#### Entries provided ####
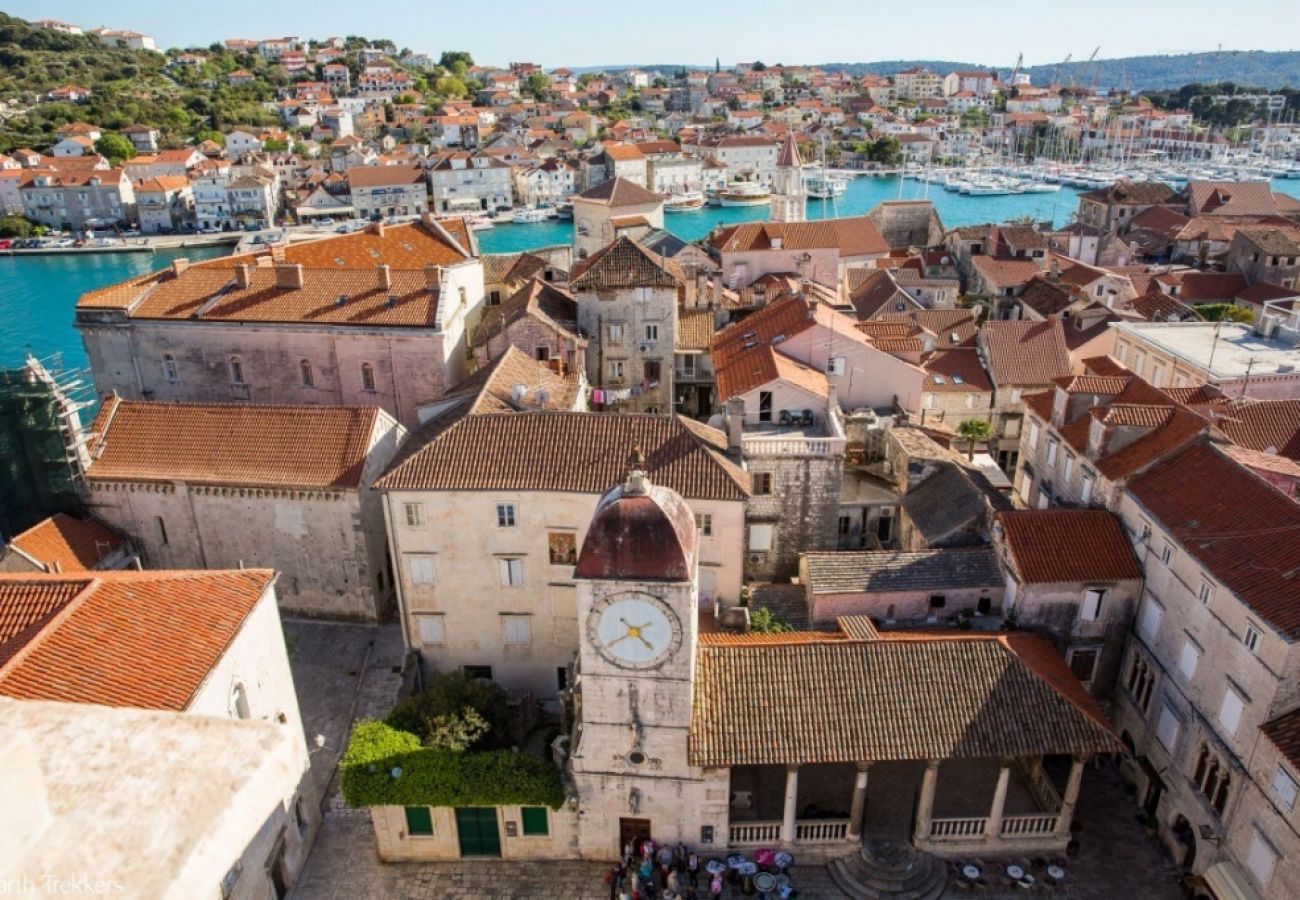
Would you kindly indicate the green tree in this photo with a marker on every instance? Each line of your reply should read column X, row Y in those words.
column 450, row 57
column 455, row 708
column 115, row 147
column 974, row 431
####
#### Entries provided ####
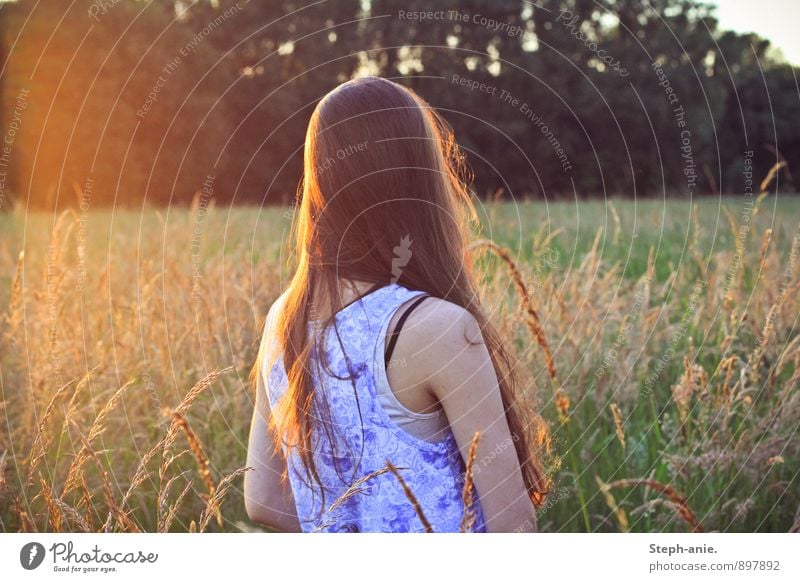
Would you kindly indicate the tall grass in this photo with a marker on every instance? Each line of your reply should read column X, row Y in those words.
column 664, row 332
####
#### Entries provided ####
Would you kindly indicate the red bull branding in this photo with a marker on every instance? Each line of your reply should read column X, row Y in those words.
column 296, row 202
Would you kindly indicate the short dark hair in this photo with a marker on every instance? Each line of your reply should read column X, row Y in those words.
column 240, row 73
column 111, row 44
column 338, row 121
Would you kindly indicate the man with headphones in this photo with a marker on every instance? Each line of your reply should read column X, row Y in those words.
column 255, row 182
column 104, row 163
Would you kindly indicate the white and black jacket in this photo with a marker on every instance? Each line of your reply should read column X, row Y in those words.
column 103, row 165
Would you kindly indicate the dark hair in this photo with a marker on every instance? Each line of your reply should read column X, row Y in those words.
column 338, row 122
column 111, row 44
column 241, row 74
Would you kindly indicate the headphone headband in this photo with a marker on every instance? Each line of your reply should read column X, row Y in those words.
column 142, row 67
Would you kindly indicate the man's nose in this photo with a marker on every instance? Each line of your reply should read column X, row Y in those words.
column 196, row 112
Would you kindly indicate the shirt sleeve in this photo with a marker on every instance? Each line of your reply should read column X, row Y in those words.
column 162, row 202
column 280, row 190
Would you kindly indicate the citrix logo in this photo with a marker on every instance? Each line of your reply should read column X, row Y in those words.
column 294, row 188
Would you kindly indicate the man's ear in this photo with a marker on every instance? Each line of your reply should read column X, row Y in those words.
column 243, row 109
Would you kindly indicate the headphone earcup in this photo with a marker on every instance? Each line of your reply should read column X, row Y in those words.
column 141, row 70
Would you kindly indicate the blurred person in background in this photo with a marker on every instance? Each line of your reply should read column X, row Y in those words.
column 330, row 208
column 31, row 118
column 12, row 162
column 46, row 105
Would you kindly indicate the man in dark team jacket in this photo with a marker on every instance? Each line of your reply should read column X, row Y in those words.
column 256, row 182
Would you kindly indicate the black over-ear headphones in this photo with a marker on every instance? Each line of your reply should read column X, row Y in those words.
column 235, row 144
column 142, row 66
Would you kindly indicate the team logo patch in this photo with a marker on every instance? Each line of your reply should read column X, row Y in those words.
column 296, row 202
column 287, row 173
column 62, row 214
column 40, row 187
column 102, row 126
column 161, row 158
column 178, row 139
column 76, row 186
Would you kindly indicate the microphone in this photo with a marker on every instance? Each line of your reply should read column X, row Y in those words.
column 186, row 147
####
* Written problem
Reproduce verbatim the lines of the material above, from the line containing "Would you kindly indicate the green" through the line containing "column 974, row 431", with both of those lines included.

* Solution to the problem
Would you kindly indicate the green tree in this photo with a marker on every instance? Each line of your reply should read column X, row Y in those words.
column 450, row 57
column 455, row 708
column 115, row 147
column 974, row 431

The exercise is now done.